### Zu bearbeitende Aufgabe
In welchem Jahr hat der Historiker Nikolaus Leutinger laut dem folgenden Dokumentabschnitt über Kurfürst Johann Cicero den Vermächtnisbrief veröffentlicht?

### Dokumentabschnitt
--

Die historische Fußnote: „Strafet die Schmeichler“

Dieser Rat eines Kurfürsten zum Umgang mit Beleidigungen von den Untertanen sollte jene heutigen Politiker erreichen, die kritische Bürger mit Strafanzeigen traktieren.

Wenn einen die Nachwelt mit dem Beinamen Cicero bedenkt, sozusagen als Nachfolger des großen römischen Redners, ist das schon recht schmeichelhaft. Im Falle des brandenburgischen Kurfürsten Johann (1455 bis 1499) beruht der Zusatz, der erst später üblich wurde, wohl auf einem Irrtum. Über nennenswerte rhetorische Fähigkeiten des Herrschers schweigt sich die gesicherte Überlieferung jedenfalls aus. Das Haus Hohenzollern hat bedeutendere Persönlichkeiten aufzuweisen als Johann Cicero, und die von ihm durchgesetzte Biersteuer dürfte damals ähnlich populär gewesen sein wie die heutige. Ein auf dem Sterbebett an seinen Sohn und Nachfolger Joachim I. verfasster Vermächtnisbrief, welchen der Historiker Nikolaus Leutinger 1587, also weit nach dem Tod des Kurfürsten veröffentlichte, gilt ziemlich sicher als freie Gestaltung Leutingers.

Lange her und klingt bislang nicht so aufregend? Aufregend wäre vielleicht wirklich etwas viel versprochen, aber gerade besagter Vermächtnisbrief ist eine Fußnote wert. Durch die Worte, die ihm ein wohlwollender Geschichtsschreiber in den Mund resp. die Feder gelegt hat, hätte sich Johann Cicero vermutlich recht gut getroffen und verstanden gefühlt. Vor allem aber zeigt das Schreiben, womit man vor ein paar hundert Jahren glaubte, das öffentliche Pluspunktekonto des – in diesem Fall brandenburgischen – Herrschers füllen zu können.

--

### Erfasste Daten
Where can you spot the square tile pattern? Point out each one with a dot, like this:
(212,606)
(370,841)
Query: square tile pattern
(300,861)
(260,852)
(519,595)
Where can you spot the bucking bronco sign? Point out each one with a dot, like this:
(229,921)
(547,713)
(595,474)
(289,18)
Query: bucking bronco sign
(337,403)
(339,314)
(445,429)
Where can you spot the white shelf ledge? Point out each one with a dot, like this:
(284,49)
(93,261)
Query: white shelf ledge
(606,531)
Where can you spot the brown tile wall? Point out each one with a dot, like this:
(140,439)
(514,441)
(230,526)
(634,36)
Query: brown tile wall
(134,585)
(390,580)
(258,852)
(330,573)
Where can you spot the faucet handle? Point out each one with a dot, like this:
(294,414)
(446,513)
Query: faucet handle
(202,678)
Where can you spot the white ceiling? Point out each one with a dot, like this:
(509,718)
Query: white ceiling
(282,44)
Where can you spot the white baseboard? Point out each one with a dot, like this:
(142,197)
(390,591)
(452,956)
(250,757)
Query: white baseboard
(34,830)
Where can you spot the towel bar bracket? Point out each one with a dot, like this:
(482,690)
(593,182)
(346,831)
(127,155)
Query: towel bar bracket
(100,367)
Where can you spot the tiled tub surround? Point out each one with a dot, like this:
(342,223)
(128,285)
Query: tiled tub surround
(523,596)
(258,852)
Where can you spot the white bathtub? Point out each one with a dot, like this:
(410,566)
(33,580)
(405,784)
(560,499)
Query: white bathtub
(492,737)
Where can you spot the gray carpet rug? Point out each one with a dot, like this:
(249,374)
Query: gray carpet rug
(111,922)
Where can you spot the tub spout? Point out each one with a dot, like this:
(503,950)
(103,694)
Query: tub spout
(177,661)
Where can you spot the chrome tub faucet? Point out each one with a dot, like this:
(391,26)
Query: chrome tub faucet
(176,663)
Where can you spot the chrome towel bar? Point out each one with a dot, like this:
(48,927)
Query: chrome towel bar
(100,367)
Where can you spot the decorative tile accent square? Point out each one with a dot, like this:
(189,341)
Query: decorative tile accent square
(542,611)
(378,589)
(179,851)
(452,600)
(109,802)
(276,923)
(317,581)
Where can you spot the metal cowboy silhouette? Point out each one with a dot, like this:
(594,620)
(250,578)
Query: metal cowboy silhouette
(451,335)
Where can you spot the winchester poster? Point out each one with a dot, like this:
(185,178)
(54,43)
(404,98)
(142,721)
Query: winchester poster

--

### Ergebnis der Aufgabe
Im Jahr 1587.